**ACTIVITY:** Report each line of the records below that contains the string "rough". Letter case matters.

** INFORMATION PROVIDED follows **

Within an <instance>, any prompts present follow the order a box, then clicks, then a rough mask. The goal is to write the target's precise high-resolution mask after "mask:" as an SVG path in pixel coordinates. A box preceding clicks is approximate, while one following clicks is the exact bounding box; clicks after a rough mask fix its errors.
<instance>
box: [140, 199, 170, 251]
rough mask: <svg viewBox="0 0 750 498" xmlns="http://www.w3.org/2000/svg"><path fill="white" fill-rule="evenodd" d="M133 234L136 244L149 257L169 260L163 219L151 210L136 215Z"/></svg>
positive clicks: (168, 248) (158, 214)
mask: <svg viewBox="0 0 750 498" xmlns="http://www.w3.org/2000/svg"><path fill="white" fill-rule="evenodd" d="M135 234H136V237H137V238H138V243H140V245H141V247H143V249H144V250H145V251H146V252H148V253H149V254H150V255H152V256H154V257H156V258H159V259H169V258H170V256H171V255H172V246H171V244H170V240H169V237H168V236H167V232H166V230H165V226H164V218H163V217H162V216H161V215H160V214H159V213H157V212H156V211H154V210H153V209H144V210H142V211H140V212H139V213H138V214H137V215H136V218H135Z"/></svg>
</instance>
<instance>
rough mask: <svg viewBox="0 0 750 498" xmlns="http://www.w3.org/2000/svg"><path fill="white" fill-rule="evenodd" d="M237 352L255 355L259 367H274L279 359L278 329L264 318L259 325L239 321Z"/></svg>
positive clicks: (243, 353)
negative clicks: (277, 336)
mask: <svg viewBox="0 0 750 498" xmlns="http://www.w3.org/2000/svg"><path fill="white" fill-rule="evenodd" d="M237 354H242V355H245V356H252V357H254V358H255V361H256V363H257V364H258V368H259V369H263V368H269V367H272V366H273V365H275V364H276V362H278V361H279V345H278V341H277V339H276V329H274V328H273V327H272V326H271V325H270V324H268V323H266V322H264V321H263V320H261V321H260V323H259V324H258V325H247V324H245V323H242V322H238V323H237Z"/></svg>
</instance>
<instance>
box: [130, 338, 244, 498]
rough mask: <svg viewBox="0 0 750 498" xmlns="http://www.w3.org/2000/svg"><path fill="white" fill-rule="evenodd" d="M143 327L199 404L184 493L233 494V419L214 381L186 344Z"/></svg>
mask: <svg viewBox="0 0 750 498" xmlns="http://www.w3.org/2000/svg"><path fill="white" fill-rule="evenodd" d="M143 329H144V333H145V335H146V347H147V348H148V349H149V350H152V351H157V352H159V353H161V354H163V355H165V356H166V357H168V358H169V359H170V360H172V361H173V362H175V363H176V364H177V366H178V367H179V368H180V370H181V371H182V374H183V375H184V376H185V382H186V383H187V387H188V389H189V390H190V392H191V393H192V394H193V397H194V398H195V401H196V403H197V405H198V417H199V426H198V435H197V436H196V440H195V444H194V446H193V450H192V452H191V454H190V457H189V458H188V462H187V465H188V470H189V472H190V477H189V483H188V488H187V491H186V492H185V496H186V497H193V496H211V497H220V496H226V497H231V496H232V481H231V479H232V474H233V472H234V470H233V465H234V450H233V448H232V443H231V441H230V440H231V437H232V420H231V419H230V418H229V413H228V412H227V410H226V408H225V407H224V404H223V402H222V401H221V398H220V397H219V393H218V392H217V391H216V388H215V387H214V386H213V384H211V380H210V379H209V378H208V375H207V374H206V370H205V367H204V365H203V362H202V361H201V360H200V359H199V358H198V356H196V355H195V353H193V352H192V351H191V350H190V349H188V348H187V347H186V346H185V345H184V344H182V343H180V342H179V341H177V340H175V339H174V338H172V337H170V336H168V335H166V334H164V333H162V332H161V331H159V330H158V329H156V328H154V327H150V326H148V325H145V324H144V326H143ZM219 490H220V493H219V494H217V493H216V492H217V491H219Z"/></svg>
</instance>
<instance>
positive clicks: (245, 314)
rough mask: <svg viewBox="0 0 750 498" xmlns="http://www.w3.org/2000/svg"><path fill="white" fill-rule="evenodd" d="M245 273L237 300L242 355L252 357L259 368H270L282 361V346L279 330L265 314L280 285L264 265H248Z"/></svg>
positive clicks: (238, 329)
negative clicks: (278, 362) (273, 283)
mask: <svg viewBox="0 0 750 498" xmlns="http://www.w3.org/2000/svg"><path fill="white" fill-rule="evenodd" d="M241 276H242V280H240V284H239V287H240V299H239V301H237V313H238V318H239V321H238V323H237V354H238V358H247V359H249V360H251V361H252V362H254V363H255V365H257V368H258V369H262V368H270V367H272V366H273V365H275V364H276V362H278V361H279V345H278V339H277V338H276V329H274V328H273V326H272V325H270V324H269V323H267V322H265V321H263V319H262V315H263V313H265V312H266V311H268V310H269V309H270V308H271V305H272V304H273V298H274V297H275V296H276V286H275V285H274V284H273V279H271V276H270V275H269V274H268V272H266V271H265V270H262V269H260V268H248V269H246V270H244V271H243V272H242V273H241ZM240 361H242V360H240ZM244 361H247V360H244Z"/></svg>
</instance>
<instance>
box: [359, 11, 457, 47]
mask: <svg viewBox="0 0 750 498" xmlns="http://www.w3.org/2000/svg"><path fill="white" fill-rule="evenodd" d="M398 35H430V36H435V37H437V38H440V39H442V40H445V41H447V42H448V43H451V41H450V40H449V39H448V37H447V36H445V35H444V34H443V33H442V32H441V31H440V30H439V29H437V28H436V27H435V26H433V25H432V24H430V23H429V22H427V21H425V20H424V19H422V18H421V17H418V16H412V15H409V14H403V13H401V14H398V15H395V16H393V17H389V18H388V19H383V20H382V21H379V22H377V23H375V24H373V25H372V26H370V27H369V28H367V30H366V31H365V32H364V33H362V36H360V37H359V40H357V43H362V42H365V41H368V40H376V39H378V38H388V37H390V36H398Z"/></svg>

** End of INFORMATION PROVIDED **

**TASK RESPONSE:**
Within an <instance>, any prompts present follow the order a box, then clicks, then a rough mask. The goal is to write the target's precise high-resolution mask after "mask:" as an SVG path in pixel coordinates. A box preceding clicks is approximate, while one following clicks is the exact bounding box; clicks after a rough mask fix its errors.
rough mask: <svg viewBox="0 0 750 498" xmlns="http://www.w3.org/2000/svg"><path fill="white" fill-rule="evenodd" d="M133 234L136 244L149 257L169 260L163 219L151 210L136 215Z"/></svg>
rough mask: <svg viewBox="0 0 750 498" xmlns="http://www.w3.org/2000/svg"><path fill="white" fill-rule="evenodd" d="M237 352L255 355L259 367H274L279 359L278 329L264 318L259 325L239 321Z"/></svg>
rough mask: <svg viewBox="0 0 750 498" xmlns="http://www.w3.org/2000/svg"><path fill="white" fill-rule="evenodd" d="M143 327L199 404L184 493L233 494V419L214 381L186 344Z"/></svg>
rough mask: <svg viewBox="0 0 750 498" xmlns="http://www.w3.org/2000/svg"><path fill="white" fill-rule="evenodd" d="M245 273L237 300L242 355L252 357L259 368H270L282 361V346L279 330L265 314L280 285L264 265H248Z"/></svg>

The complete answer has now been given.